AIM OF THE EXERCISE ->
Update everything from the start of the data down to the line containing "[[365, 270, 439, 450]]" by replacing "Annotation task" with "Labeling task", and leave the rest as it is.

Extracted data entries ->
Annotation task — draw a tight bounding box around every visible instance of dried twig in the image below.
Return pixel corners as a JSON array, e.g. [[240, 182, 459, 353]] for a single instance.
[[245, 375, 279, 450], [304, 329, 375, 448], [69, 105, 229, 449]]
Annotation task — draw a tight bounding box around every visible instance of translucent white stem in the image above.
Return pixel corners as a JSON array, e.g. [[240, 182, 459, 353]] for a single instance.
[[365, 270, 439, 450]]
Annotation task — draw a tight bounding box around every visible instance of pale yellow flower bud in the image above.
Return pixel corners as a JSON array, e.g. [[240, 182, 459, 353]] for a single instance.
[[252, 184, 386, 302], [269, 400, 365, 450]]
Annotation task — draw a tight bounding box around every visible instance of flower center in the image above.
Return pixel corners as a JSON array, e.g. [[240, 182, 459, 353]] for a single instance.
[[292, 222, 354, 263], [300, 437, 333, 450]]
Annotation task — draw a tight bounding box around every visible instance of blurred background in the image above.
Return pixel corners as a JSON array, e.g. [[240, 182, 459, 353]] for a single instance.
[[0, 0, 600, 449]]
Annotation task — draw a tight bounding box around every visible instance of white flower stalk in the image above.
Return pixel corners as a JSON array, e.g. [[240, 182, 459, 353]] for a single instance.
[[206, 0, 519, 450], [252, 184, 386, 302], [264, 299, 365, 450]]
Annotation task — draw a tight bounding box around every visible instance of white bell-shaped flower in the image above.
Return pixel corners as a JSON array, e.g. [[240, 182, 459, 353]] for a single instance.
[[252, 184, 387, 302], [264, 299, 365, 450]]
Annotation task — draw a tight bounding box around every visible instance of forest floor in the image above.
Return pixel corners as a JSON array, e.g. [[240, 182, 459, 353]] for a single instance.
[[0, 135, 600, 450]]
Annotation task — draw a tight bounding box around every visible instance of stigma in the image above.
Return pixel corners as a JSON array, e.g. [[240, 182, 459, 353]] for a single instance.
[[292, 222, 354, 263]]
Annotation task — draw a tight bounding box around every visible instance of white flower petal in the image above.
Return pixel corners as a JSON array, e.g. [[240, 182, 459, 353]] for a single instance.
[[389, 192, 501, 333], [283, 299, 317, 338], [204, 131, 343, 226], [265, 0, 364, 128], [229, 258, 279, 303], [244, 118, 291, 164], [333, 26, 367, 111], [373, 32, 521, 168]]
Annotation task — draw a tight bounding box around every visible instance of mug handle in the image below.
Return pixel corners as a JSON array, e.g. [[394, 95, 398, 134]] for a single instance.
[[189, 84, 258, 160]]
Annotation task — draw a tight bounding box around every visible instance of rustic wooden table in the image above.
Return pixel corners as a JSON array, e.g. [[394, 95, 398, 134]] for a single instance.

COMPLETE OUTPUT ->
Labeling task — draw a tight bounding box around every visible instance of dried twig in the image below.
Return pixel corners as a JSON array, e.g. [[240, 182, 459, 353]] for a single instance.
[[245, 375, 279, 450], [304, 329, 375, 448], [69, 105, 229, 449]]
Labeling task — draw a tight bounding box around every visible instance of translucent white stem in the image above.
Return pixel corners as a JSON array, e.g. [[240, 182, 459, 353]] for a single instance.
[[365, 270, 439, 450]]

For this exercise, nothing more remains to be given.